§ TASK
Could the records below be restated word for word, without a single picture?

[Photo-based referring expression data]
--------------------------------------------------

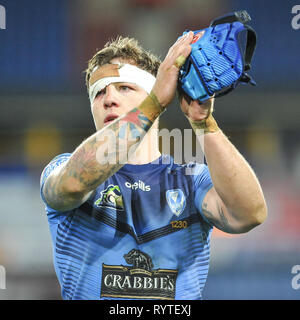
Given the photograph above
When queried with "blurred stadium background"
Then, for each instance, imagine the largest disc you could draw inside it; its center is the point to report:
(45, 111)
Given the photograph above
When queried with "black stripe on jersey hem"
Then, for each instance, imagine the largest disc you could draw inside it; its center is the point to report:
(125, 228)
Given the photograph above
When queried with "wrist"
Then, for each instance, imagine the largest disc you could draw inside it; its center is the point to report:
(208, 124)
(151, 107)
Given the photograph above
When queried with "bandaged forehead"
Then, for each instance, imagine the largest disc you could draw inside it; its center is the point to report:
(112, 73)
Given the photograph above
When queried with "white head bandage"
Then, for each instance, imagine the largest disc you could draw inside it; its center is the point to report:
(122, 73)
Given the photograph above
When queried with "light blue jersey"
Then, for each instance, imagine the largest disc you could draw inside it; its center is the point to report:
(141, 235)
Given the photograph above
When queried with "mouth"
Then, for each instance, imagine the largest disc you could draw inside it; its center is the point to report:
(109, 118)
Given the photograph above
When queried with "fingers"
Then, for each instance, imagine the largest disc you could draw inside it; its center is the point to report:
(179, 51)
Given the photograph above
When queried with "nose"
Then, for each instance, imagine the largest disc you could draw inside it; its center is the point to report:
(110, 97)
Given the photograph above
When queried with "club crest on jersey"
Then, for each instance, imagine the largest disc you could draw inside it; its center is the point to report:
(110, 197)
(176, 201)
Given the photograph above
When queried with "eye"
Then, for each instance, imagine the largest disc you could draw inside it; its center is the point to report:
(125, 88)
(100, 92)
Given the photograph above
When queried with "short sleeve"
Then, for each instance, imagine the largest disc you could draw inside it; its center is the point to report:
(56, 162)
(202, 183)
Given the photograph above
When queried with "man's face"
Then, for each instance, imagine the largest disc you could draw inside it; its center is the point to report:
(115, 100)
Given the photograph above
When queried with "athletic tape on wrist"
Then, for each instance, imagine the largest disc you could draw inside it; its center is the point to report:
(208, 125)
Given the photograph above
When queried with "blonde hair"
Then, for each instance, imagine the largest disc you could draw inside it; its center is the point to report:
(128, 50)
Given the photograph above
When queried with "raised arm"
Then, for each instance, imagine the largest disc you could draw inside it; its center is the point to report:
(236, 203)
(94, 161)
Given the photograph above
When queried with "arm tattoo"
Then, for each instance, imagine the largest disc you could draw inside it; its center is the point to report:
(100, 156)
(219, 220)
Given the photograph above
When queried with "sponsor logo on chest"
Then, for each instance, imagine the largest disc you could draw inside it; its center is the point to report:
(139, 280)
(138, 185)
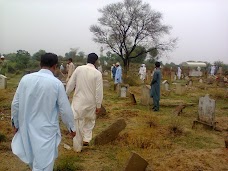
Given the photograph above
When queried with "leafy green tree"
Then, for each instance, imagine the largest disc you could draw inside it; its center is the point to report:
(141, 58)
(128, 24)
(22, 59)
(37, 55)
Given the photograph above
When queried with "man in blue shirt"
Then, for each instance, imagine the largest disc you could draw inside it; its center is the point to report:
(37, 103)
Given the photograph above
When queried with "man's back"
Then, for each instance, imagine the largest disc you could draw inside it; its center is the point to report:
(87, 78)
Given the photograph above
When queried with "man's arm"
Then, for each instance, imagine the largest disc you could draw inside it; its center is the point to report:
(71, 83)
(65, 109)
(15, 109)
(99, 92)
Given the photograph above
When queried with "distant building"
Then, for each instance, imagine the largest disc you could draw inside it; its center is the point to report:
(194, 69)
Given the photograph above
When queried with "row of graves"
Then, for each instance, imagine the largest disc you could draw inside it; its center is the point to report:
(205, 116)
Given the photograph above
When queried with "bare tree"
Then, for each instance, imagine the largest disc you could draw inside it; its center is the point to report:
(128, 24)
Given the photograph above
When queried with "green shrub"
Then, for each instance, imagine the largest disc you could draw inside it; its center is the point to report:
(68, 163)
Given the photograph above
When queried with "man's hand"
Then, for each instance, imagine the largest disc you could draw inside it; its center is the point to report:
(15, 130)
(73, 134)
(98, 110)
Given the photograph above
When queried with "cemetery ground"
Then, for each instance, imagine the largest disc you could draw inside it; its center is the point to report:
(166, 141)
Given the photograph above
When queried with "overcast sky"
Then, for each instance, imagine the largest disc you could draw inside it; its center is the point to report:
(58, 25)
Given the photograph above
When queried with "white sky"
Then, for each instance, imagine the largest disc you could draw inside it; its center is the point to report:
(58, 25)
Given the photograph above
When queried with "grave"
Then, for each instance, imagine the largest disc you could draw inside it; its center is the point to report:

--------------------------------------------------

§ RESULT FOR THIS TASK
Given the photograph above
When queried with "blurred stadium background"
Then, for each instance, imagine the largest disc you could draw inside it; its center is the point to report:
(45, 111)
Given the photograph above
When queried with "black stripe on jersey hem"
Then, for each instance, imagine the largest disc you could draw inside it; its center is the point to report:
(125, 228)
Given the photograph above
When queried with "wrist"
Then, for each instance, imagine the largest disc you could draw inside it; its center is the point to report:
(208, 124)
(151, 107)
Given the photograph above
When queried with "bandaged forehead"
Then, for each instance, imagine the largest disc you could draw inside it; its center is the point to report:
(112, 73)
Given the photograph above
When queried with "white head bandage"
Then, for each instance, imagine the largest disc you could draw inside it; its center is the point to report:
(122, 73)
Given the photograph above
When queried with "light blue jersey"
Then, for each instance, imagine the largest disc you could draw inside it; its center is the point to report:
(141, 235)
Given the photograph above
When queried with "mouth"
Then, for each instance, imagine the largest disc you could draw inside it; its center is the point to report:
(109, 118)
Given the photograph above
When queried with "fingers"
Then, for each instance, imagine the largest disc you could draw inside it; its center is the point to report:
(179, 51)
Given the photograph above
When queried with "nose"
Then, for each instance, imagine the largest disc you could draw inside it; its center is the point to report:
(110, 97)
Given the photograph above
When queried with "club crest on jersey"
Then, for each instance, imagine the largest disc you could draw inside it; its center is the point to report:
(110, 197)
(176, 201)
Given the photograph above
When queried with "eye"
Then, for each instance, imagine the largest disc you could draw inside it; its center is the point to report:
(125, 88)
(100, 92)
Given the photograph above
When queried with "short sleeve"
Then, for each instance, imagine the largest disc you could draw inside it; its center is the point to report:
(56, 162)
(202, 183)
Given the photograph above
When queried with "man's face"
Then, for each instance, imagine the largest disc you could draw inside it; its center is the point to report:
(115, 100)
Given the photograph above
When queried with "athletic tape on wrist"
Then, for each instance, imagine the largest disc you could draw inside it; its center is the point to report:
(208, 125)
Given the photograph above
When queried with "blonde hair"
Then, for each instance, imagine the largest disc you could draw inside it; its center is the point to report:
(128, 50)
Given the photograph above
When queried with "raised arm"
Then, for each instance, imagine the largest disc you could draw inside it; its center is the point to report:
(236, 203)
(94, 161)
Given the photograph above
When queried with "arm tattoo"
Then, for each instance, imagine the largest disc you could draw inside it; its center is the point to report:
(100, 156)
(219, 220)
Given the photograph above
When queried with "sponsor logo on chest"
Then, for each instance, imagine the largest disc you could draw inside it; its center is the point to report:
(139, 280)
(138, 185)
Given the photograph above
When queried with "leafy green tree"
Then, for each instance, imagine the largest disc you could draw inside it; its center is the point to report:
(141, 58)
(128, 24)
(22, 59)
(37, 55)
Given the photograph above
When queried with "man in blue shirt"
Then, for each instance, imagine the largest disc you could draw inside it; its center is the point to report:
(37, 103)
Given the photograph above
When queried with "man's back"
Then, for each instance, imagine the largest disc you could draw inside it; its center is the point to report:
(87, 78)
Given the photograph above
When queried with "man's arm"
Then, for each instance, imagine the largest disc you could draw inside it; its center is the point to report:
(71, 83)
(65, 109)
(15, 109)
(99, 92)
Given the photograph above
When queried with "distant building"
Then, for each instance, imagine the largest disc you could draw inside it; its center is the point to report:
(194, 69)
Given the photograph above
When queried with "row of graves"
Then, for each instance, imagine the largest disc you could draw inside it; its center is the point to report:
(205, 116)
Given the photograph above
When queried with "bare tree"
Then, for each instance, imagine the largest disc you could draw inside it; its center is the point to report:
(128, 24)
Given the photograph above
When queried with "green shrub"
Then, for each instance, imagine the largest disc you could draw inside it; its center is the point to report:
(68, 163)
Given the photograph above
When queried with "man's hand"
Then, for each instance, imagine the largest disc you could draw inside it; its center is the point to report:
(15, 130)
(73, 134)
(98, 110)
Given the photograph above
When queried with "cemetery ground"
Then, for each instance, imagine the largest disc you could draw inside it; its center is the point to report:
(166, 141)
Given the photograph above
When queried with "overcast sky"
Then, for each instance, imagine the largest disc you could draw inside it; its center is the point to report:
(58, 25)
Given the photograph above
When queried with "white sky"
Then, for each instance, imagine the largest disc you could draw inside it; its center is the point to report:
(58, 25)
Given the photograph above
When queried with "grave"
Then, for each instance, imagine the largest disc you could draw inside it; its center is the point to report:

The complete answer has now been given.